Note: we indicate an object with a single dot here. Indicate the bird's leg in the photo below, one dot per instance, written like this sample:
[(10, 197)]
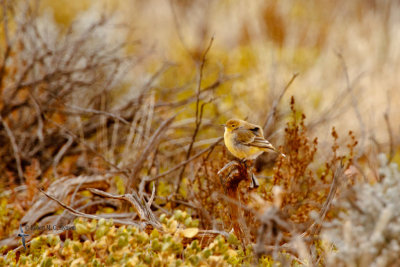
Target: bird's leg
[(254, 181)]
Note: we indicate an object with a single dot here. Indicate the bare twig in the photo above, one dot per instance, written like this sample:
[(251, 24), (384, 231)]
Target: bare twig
[(61, 153), (151, 144), (15, 147), (199, 111), (389, 129), (354, 102), (143, 211), (177, 167), (98, 112), (271, 115), (315, 227), (85, 215)]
--- --- ---
__Requirement__:
Please rewrite all the lines above, requests included, with every point coordinate in the answers scaled by 0.3 and rounded to a whole number, halves going up. Keep the format samples in the requests unchanged, and leave the pictures out of your answer.

__Output for this exercise__:
Note: we indicate an object with a single dot here. Indicate the bird's leg in the photo below, one dot per instance, written like this sample:
[(10, 197)]
Target: bird's leg
[(76, 54)]
Note: we indicate an object with a single dot here. Indicate the bare twig in the photo above, one dot per instance, written like this sample:
[(251, 24), (384, 231)]
Target: bare twig
[(18, 46), (45, 43), (5, 44), (60, 33), (117, 39), (106, 31), (43, 63), (53, 50), (29, 34), (81, 35), (95, 68), (26, 65)]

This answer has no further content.